GIVEN PASSAGE
▬▬▬▬▬▬▬▬▬▬

Buimerc India Foundation
- Abbreviation: BIF
- Formation: 2007
- Founder: R. Balachandran Siddharth Balachandran
- Type: Nonprofit
- Registration no.: KL/2020/0262828
- Headquarters: Kochi, Kerala, India
- Region served: India
- Chairman and Managing Trustee: R. Balachandran
- Key people: Sabita Varma Balachandran (Trustee – Director, Gender Inclusivity & Empowerment); Siddharth Balachandran (Co-chairman & Trustee); Shiv Siddharth (Trustee); CA V. Parameswaran (Trustee);
- Parent organization: Buimerc Corporation

= Buimerc India Foundation =

Buimerc India Foundation (BIF) is a non-profit organization headquartered in Kochi, Kerala, India. Established in 2007 as the philanthropic division of the Buimerc Corporation, the foundation operates programs in healthcare, education, environmental conservation, and animal welfare. Its activities include geriatric care, disability support, and projects aimed at preserving Indian cultural heritage.

▬▬▬▬▬▬▬▬▬▬

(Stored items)

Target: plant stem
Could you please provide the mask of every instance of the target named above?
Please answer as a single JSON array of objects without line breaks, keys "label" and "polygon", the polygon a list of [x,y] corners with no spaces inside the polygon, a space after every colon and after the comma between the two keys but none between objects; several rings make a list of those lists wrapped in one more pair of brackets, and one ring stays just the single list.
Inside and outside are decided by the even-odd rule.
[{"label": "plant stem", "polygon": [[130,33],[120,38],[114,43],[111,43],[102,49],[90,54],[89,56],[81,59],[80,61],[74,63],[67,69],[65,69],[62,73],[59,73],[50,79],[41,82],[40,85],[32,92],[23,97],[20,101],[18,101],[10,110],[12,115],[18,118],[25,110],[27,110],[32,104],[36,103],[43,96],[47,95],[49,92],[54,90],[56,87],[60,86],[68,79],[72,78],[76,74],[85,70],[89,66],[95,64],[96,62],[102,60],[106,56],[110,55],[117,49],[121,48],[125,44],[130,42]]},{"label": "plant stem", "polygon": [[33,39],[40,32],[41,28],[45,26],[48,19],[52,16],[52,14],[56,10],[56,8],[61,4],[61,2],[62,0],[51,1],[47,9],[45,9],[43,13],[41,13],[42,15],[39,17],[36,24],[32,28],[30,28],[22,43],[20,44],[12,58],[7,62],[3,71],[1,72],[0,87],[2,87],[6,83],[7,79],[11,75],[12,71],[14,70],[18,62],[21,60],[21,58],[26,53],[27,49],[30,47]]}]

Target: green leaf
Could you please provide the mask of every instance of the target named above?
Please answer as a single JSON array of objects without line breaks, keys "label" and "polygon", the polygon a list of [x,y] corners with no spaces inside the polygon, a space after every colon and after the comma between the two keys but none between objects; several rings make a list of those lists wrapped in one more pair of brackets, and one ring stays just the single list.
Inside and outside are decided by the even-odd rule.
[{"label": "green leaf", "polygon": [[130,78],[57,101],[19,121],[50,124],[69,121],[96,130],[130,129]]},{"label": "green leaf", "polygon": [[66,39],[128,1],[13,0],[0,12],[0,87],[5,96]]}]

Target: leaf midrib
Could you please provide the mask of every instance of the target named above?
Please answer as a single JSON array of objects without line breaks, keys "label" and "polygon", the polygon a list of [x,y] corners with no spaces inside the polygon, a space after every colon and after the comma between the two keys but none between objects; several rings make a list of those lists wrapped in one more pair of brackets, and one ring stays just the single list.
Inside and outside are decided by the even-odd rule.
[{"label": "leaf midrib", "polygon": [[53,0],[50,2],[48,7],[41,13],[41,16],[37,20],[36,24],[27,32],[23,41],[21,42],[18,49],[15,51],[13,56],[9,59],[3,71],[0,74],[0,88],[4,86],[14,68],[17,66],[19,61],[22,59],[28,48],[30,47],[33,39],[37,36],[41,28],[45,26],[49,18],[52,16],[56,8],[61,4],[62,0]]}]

▬▬▬▬▬▬▬▬▬▬

INSTRUCTIONS FOR THE TASK
Please return the part of the Buimerc India Foundation profile above, from "Buimerc India Foundation (BIF)" up to and including "Indian cultural heritage.", copied word for word.

TASK SOLUTION
Buimerc India Foundation (BIF) is a non-profit organization headquartered in Kochi, Kerala, India. Established in 2007 as the philanthropic division of the Buimerc Corporation, the foundation operates programs in healthcare, education, environmental conservation, and animal welfare. Its activities include geriatric care, disability support, and projects aimed at preserving Indian cultural heritage.